## Records from a data source
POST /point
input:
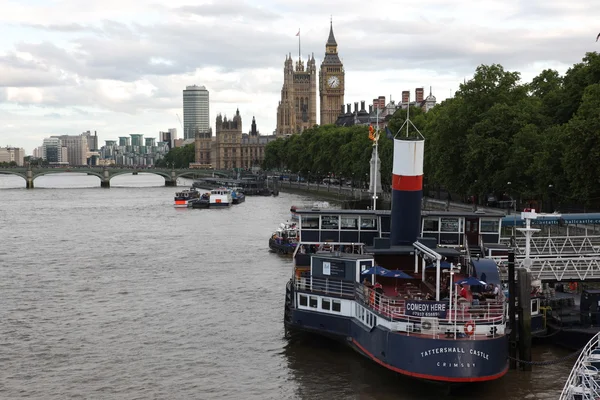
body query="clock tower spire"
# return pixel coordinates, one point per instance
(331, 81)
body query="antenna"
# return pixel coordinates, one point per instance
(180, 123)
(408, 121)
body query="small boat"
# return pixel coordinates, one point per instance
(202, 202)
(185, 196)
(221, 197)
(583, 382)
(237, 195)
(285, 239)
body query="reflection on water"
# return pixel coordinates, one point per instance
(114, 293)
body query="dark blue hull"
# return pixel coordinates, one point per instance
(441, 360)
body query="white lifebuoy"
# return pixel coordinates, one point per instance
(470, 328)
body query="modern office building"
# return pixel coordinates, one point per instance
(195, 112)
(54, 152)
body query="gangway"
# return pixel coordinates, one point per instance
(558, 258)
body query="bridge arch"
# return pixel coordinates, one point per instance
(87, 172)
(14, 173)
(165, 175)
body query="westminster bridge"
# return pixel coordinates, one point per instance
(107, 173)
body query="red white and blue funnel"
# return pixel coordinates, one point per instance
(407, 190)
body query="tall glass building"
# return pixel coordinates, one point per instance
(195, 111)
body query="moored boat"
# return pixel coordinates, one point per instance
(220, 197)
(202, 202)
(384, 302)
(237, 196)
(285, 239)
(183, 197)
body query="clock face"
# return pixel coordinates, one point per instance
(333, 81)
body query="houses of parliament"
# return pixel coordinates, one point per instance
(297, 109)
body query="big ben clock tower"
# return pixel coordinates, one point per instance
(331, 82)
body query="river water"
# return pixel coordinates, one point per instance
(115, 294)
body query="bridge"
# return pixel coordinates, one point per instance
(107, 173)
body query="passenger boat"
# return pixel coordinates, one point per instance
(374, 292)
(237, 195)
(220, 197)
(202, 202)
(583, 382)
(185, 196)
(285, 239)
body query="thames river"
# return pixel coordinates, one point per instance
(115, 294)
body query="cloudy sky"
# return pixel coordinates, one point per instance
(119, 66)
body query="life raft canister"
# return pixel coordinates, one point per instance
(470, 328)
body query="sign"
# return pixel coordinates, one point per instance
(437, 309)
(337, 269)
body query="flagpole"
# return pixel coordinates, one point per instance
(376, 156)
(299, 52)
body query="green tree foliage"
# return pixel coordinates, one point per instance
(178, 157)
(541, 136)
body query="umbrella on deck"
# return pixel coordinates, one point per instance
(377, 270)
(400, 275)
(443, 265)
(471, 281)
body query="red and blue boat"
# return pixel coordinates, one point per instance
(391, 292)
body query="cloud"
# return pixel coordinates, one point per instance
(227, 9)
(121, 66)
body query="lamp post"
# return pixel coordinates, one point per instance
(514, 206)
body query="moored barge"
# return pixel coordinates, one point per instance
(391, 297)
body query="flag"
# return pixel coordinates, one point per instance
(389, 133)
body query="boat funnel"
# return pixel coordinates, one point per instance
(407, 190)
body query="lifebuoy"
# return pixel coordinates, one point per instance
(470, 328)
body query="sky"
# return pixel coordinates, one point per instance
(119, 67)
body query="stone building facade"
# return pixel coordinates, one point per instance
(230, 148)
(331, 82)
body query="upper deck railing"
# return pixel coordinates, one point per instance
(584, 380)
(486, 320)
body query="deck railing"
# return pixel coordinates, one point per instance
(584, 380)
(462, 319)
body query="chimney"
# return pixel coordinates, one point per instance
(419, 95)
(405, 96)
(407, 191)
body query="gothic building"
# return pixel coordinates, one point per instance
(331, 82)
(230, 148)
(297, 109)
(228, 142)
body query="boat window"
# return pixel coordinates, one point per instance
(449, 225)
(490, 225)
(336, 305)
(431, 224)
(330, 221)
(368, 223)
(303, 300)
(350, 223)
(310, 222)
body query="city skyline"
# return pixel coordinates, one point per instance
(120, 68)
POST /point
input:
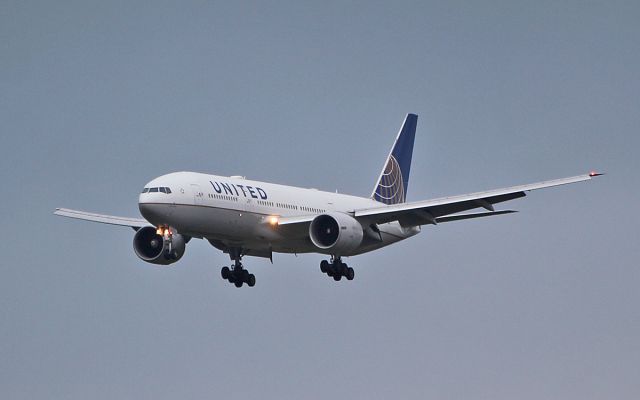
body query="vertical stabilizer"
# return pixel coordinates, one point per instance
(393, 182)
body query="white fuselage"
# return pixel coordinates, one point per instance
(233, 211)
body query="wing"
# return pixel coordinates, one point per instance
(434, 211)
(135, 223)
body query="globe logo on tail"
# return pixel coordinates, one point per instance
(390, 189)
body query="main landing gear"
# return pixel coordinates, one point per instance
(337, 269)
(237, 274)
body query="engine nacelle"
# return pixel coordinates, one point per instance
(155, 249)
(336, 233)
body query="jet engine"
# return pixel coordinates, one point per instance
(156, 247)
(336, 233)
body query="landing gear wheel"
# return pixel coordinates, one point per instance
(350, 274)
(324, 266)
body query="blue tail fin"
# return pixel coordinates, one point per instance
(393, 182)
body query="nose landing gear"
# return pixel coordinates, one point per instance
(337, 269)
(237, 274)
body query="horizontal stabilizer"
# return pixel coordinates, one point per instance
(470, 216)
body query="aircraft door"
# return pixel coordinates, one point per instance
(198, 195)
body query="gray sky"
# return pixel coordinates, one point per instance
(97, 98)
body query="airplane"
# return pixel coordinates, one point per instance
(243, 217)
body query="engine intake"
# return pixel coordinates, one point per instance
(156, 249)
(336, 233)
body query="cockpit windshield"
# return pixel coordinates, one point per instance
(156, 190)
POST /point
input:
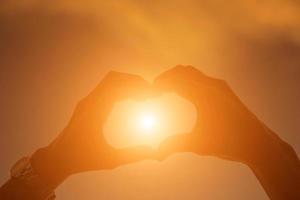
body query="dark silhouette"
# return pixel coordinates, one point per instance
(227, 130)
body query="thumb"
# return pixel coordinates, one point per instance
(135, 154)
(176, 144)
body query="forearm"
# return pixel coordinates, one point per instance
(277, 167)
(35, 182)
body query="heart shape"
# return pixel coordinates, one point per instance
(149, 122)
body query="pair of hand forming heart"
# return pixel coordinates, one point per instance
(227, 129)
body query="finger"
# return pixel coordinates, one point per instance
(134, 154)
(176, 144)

## Task
None of the images should be copied, but every entry must be given again exactly.

## Answer to this exercise
POST /point
input:
body query="clock tower spire"
# return pixel coordinates, one point per instance
(331, 81)
body query="antenna"
# return pixel coordinates, one point per instance
(180, 123)
(408, 121)
body query="small boat"
# return pixel coordinates, one point per instance
(202, 202)
(185, 196)
(221, 197)
(583, 382)
(237, 195)
(285, 239)
body query="reflection on water"
# return pixel coordinates, one point per instance
(114, 293)
body query="dark blue hull"
# return pixel coordinates, one point per instance
(441, 360)
body query="white lifebuoy"
# return pixel coordinates, one point per instance
(470, 328)
body query="modern office building"
# return pixel coordinates, one point per instance
(195, 112)
(54, 152)
body query="gangway"
# return pixel coordinates, one point per instance
(558, 258)
body query="bridge arch"
# return pixel coordinates, one point per instance
(87, 172)
(14, 173)
(165, 175)
body query="westminster bridge"
# return pixel coordinates, one point per instance
(107, 173)
body query="red white and blue funnel"
# return pixel coordinates, one point per instance
(407, 190)
body query="tall glass building"
# return pixel coordinates, one point per instance
(195, 111)
body query="moored boat"
# return pixel coordinates, one point per instance
(220, 197)
(202, 202)
(384, 302)
(237, 196)
(285, 239)
(183, 197)
body query="clock face"
# return pixel coordinates, one point per instance
(333, 81)
body query="houses of parliament"
# return pixel coordinates, one point per instance
(297, 109)
body query="big ben clock tower"
# return pixel coordinates, one point per instance
(331, 82)
body query="river water"
# return pixel coordinates, one point per instance
(115, 294)
body query="bridge"
# return pixel coordinates, one point per instance
(107, 173)
body query="passenger boat"
# return pixel coordinates, one point per instance
(374, 292)
(237, 195)
(220, 197)
(202, 202)
(583, 382)
(185, 196)
(285, 239)
body query="thames river"
# return pixel coordinates, one point per instance
(115, 294)
body query="cloudy sky"
# return pixel coordinates, one point per instance
(119, 66)
body query="life raft canister"
# return pixel coordinates, one point per instance
(470, 328)
body query="sign"
# return pixel coordinates, one point per instance
(437, 309)
(337, 269)
body query="flagpole"
# return pixel coordinates, one point per instance
(376, 156)
(299, 52)
body query="green tree foliage"
# return pixel coordinates, one point per instance
(178, 157)
(541, 136)
body query="umbrella on deck"
# return pixel coordinates, one point per instance
(377, 270)
(400, 275)
(443, 265)
(471, 281)
body query="red and blue boat"
# return pixel coordinates, one point per instance
(391, 292)
body query="cloud"
# return pixel coordinates, one point per instance
(227, 9)
(121, 66)
body query="lamp post"
# return pixel coordinates, one point per instance
(514, 206)
body query="moored barge"
# return pixel coordinates, one point per instance
(391, 297)
body query="flag"
# return pixel coordinates, one point per instance
(389, 133)
body query="boat funnel"
# return pixel coordinates, one point per instance
(407, 190)
body query="lifebuoy"
# return pixel coordinates, one point per instance
(470, 328)
body query="sky"
# return pixel coordinates, one point per instance
(119, 67)
body query="stone building facade"
# return pixel coordinates, one point per instance
(230, 148)
(331, 82)
body query="upper deck railing"
# return pixel coordinates, one point per instance
(584, 380)
(486, 320)
body query="deck railing"
# return pixel coordinates, one point per instance
(584, 380)
(462, 319)
body query="chimney"
# return pixel coordinates, one point per instance
(419, 95)
(405, 96)
(407, 191)
body query="gothic building"
# return pixel coordinates, one point per instance
(331, 82)
(230, 148)
(297, 109)
(228, 142)
body query="boat window"
# return pixel coordinates, one point per instance
(449, 225)
(490, 225)
(336, 305)
(431, 224)
(330, 221)
(368, 223)
(303, 300)
(350, 223)
(310, 222)
body query="city skyline"
# return pixel coordinates, one point per instance
(120, 68)
POST /point
input:
body query="vertical stabilizer"
# return pixel coordinates, one point per instance
(393, 182)
body query="white fuselage"
# return pixel coordinates, one point per instance
(233, 211)
body query="wing"
# return pixel coordinates, one point per instance
(434, 211)
(135, 223)
body query="globe logo on tail"
# return pixel coordinates, one point per instance
(390, 189)
body query="main landing gear"
# return pixel coordinates, one point per instance
(337, 269)
(237, 274)
body query="engine nacelle"
# return pixel coordinates, one point per instance
(155, 249)
(336, 233)
body query="jet engine"
# return pixel coordinates, one point per instance
(156, 247)
(336, 233)
body query="landing gear wheel"
# return pixel coordinates, one point per instance
(350, 274)
(324, 266)
body query="blue tail fin"
# return pixel coordinates, one point per instance
(393, 182)
body query="nose landing gear"
# return pixel coordinates, one point per instance
(337, 269)
(237, 274)
body query="horizontal stabilizer"
# return pixel coordinates, one point per instance
(470, 216)
body query="aircraft door"
# return pixel coordinates, one point per instance
(198, 195)
body query="gray sky"
# return pixel coordinates, one point per instance
(97, 98)
body query="airplane"
# return pixel coordinates, one point per instance
(243, 217)
body query="engine intake"
# return pixel coordinates, one point per instance
(156, 249)
(336, 233)
body query="cockpit windshield"
# return pixel coordinates, one point per instance
(156, 190)
POST /point
input:
body query="dark silhouette"
# return pixel coordinates, one point per instance
(227, 130)
body query="thumb"
# return pixel coordinates, one point per instance
(135, 154)
(176, 144)
body query="forearm"
# return pixel coordinates, one point per instance
(277, 167)
(35, 182)
body query="heart shape"
# return pixel coordinates, one point per instance
(149, 122)
body query="pair of hand forming heart"
# return pixel coordinates, one point per instance
(227, 129)
body query="finger"
# return pixel coordinates, one point per instance
(134, 154)
(176, 144)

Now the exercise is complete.